Work instruction:
Copy all the records exactly; the complete set is the expected result.

Supplied material:
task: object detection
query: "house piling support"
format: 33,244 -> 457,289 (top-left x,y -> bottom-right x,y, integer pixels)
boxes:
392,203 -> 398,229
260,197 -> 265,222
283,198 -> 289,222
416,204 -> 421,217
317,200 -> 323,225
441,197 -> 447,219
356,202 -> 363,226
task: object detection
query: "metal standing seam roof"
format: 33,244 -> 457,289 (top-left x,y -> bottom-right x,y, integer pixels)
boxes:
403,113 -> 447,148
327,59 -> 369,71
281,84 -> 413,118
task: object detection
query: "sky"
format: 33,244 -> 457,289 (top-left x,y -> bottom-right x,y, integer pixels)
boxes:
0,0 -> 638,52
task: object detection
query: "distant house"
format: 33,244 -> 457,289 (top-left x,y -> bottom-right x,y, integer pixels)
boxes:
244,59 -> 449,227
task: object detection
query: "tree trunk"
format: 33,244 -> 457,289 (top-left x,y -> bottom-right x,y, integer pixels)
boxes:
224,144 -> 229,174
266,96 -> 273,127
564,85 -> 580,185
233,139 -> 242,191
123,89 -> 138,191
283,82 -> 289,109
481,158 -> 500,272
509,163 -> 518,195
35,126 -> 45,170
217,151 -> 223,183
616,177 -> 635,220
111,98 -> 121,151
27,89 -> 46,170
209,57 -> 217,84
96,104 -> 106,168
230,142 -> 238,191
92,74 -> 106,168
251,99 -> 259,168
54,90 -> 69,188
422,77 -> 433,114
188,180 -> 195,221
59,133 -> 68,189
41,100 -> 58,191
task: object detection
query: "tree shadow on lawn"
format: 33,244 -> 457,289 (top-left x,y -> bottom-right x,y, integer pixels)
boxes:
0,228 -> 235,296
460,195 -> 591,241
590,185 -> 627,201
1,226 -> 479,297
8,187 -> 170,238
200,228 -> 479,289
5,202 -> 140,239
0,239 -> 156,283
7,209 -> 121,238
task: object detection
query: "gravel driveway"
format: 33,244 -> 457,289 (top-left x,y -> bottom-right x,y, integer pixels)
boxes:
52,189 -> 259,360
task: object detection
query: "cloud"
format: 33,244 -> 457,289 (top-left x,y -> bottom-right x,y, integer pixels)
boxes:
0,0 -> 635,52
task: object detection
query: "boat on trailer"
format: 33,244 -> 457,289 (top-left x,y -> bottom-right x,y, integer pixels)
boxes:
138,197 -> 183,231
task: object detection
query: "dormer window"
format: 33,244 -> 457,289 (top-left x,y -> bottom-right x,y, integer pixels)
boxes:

Result:
task: object detection
query: "house piling support"
format: 33,244 -> 457,289 (top-left x,y -> bottom-right x,y, integer pixels)
boxes:
392,203 -> 398,229
260,197 -> 265,222
283,198 -> 289,222
416,204 -> 421,217
317,200 -> 323,225
441,197 -> 447,219
356,202 -> 363,226
task: object detection
query: "metal standing seam roof"
format: 33,244 -> 457,289 (top-left x,y -> bottom-right x,y, integer pixels)
boxes:
403,113 -> 447,148
327,59 -> 369,71
281,84 -> 413,118
task: object detection
query: "sky"
format: 33,244 -> 457,289 (top-left x,y -> bottom-right x,y, integer pixels)
boxes:
0,0 -> 638,52
task: object detection
query: "distant house"
format: 33,244 -> 457,289 (top-left x,y -> bottom-right x,y, integer pixels)
boxes:
244,59 -> 449,227
task: object detection
query: "tree trunk"
format: 33,244 -> 457,289 (top-left x,y -> bottom-right x,y, integer pixels)
boxes:
224,144 -> 229,174
266,96 -> 273,127
564,85 -> 580,185
233,139 -> 242,191
123,89 -> 138,191
283,82 -> 289,109
481,158 -> 500,272
509,163 -> 518,195
35,126 -> 45,170
217,151 -> 223,183
616,177 -> 635,220
111,98 -> 121,151
27,89 -> 46,170
209,57 -> 217,84
96,104 -> 106,168
230,142 -> 238,191
92,74 -> 106,168
251,99 -> 259,168
54,90 -> 69,188
422,77 -> 433,114
188,180 -> 195,221
59,133 -> 68,189
41,100 -> 58,191
task: object detection
query: "tree shadow on lawn"
format: 33,244 -> 457,289 (top-left x,y -> bottom-right x,y, integer pixels)
boxes:
0,228 -> 235,296
460,195 -> 591,241
590,185 -> 627,201
1,226 -> 479,297
8,187 -> 170,238
200,228 -> 479,289
5,202 -> 140,239
0,239 -> 156,283
7,209 -> 121,238
task: object detection
query: "gravel driveway"
format: 33,244 -> 457,289 (top-left x,y -> bottom-right x,y, integer pixels)
boxes:
52,189 -> 259,360
task: object detection
query: "cloud"
format: 33,244 -> 457,289 (top-left x,y -> bottom-right x,y, integer pixels)
boxes:
0,0 -> 635,52
task: object detection
query: "boat on trailer"
format: 33,244 -> 457,289 (top-left x,y -> bottom-right x,y, integer pixels)
boxes:
138,197 -> 183,231
task: object detection
query: "dormer window"
format: 33,244 -> 457,289 (top-left x,y -> bottom-right x,y, integer pixels)
boxes:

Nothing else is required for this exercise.